The problem: Report each line of the records below that contains the string "carved", copying it in full.

Material:
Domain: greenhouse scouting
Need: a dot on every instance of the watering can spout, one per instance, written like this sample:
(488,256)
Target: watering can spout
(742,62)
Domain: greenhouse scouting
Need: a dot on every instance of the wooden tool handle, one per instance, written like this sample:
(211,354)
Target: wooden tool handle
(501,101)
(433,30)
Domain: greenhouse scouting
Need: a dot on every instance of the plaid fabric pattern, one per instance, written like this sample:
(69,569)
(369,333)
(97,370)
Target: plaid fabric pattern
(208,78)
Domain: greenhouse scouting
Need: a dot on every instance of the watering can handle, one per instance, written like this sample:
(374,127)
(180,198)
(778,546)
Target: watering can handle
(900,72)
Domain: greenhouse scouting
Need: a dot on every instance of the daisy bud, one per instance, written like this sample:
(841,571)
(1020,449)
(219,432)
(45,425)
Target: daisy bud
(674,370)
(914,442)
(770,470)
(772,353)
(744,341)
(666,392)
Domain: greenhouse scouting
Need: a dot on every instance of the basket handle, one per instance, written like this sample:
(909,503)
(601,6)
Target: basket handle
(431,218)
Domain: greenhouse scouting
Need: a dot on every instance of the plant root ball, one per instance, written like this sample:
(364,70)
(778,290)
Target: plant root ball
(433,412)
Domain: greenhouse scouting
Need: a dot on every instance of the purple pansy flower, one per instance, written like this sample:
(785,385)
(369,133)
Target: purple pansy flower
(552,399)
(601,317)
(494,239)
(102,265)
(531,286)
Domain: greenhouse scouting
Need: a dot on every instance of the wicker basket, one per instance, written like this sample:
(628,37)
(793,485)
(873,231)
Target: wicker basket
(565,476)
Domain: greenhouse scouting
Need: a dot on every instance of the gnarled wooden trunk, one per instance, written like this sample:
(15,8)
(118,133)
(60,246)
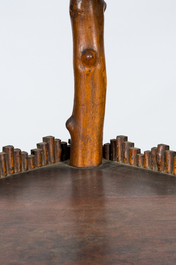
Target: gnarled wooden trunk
(86,123)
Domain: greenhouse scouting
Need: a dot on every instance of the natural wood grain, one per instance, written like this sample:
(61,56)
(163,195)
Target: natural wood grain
(51,148)
(133,155)
(17,160)
(147,159)
(106,151)
(140,160)
(24,159)
(119,147)
(9,150)
(109,215)
(86,123)
(3,166)
(44,147)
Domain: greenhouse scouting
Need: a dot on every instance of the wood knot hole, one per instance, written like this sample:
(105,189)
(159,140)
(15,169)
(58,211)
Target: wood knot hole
(89,58)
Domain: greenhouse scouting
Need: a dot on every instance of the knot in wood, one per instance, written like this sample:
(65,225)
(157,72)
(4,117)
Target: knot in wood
(89,58)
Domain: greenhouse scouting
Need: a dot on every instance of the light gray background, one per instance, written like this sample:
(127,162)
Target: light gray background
(36,76)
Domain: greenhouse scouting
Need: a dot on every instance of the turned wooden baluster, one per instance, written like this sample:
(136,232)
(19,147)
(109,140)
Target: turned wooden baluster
(86,123)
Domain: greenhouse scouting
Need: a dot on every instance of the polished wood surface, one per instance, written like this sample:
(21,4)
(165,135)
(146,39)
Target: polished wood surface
(112,214)
(86,123)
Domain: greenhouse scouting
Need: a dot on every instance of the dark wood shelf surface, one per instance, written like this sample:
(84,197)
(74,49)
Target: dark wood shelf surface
(112,214)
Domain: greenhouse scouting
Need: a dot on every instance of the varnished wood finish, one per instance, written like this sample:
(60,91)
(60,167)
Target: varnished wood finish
(119,147)
(24,159)
(109,215)
(9,150)
(169,161)
(133,155)
(38,156)
(161,157)
(58,150)
(126,151)
(154,158)
(3,167)
(44,147)
(17,160)
(86,123)
(113,150)
(64,155)
(147,159)
(140,160)
(31,162)
(51,148)
(106,151)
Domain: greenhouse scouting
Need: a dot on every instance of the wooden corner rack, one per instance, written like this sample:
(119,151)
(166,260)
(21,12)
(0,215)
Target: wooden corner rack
(87,203)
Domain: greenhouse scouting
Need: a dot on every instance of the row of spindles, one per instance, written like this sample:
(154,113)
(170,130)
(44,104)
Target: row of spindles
(159,158)
(48,152)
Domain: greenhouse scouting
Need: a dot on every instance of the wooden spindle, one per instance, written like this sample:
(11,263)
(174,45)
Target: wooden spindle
(58,150)
(113,150)
(119,147)
(44,147)
(38,156)
(106,151)
(169,161)
(9,150)
(126,151)
(161,157)
(64,151)
(154,158)
(24,161)
(3,168)
(133,155)
(17,160)
(147,159)
(31,162)
(86,122)
(140,160)
(51,146)
(174,166)
(68,151)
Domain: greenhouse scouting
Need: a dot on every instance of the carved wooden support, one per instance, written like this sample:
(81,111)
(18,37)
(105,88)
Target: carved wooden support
(86,123)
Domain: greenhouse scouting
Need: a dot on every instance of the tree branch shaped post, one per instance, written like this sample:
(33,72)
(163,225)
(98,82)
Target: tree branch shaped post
(86,123)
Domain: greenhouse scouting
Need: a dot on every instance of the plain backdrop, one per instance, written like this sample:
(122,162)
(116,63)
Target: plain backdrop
(36,75)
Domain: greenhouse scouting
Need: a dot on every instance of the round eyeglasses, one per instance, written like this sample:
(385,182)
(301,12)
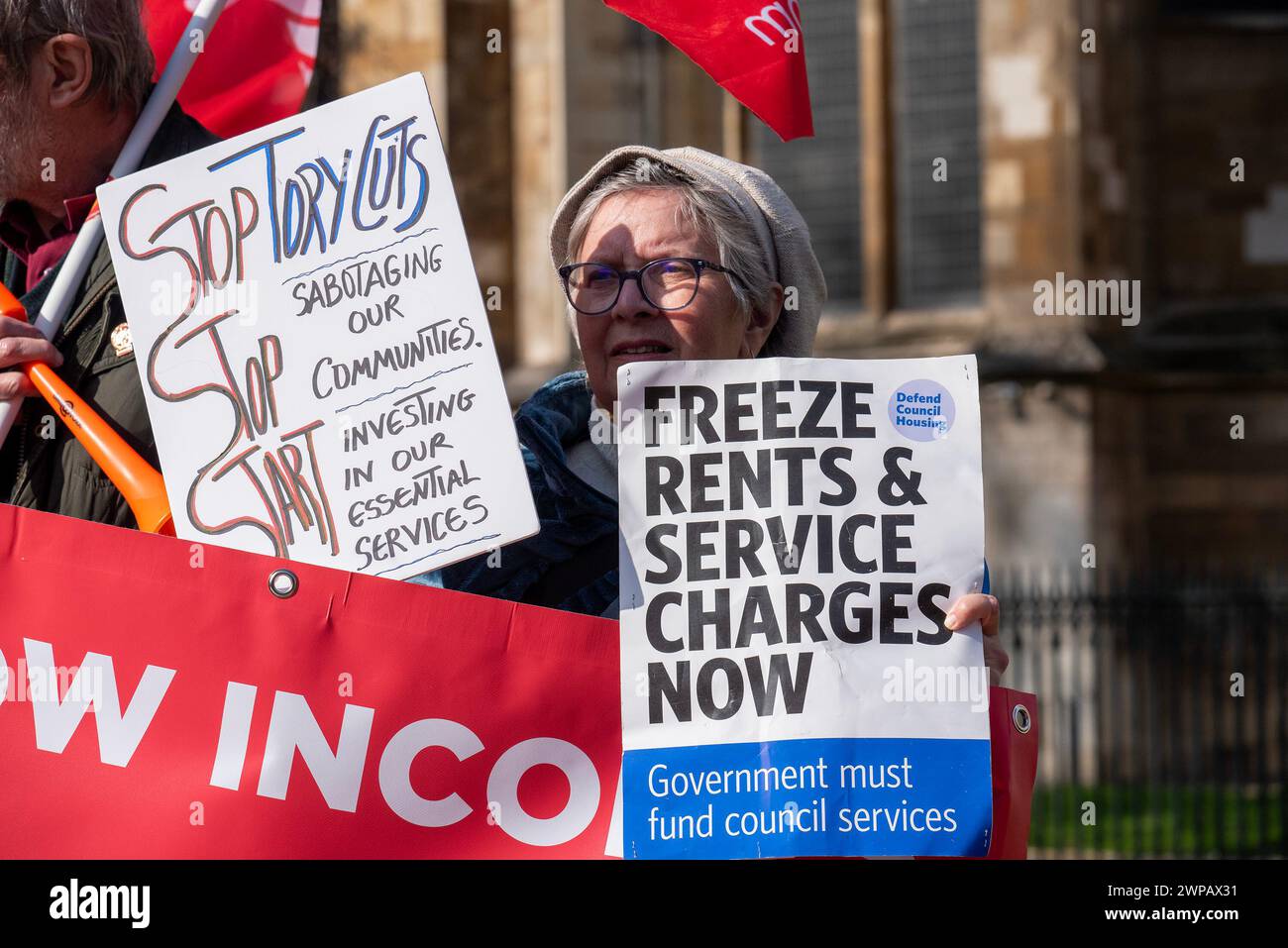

Reply to the task:
Need: a dot on every instance of the carved wooden support, one per instance, written like this sample:
Target: carved wooden support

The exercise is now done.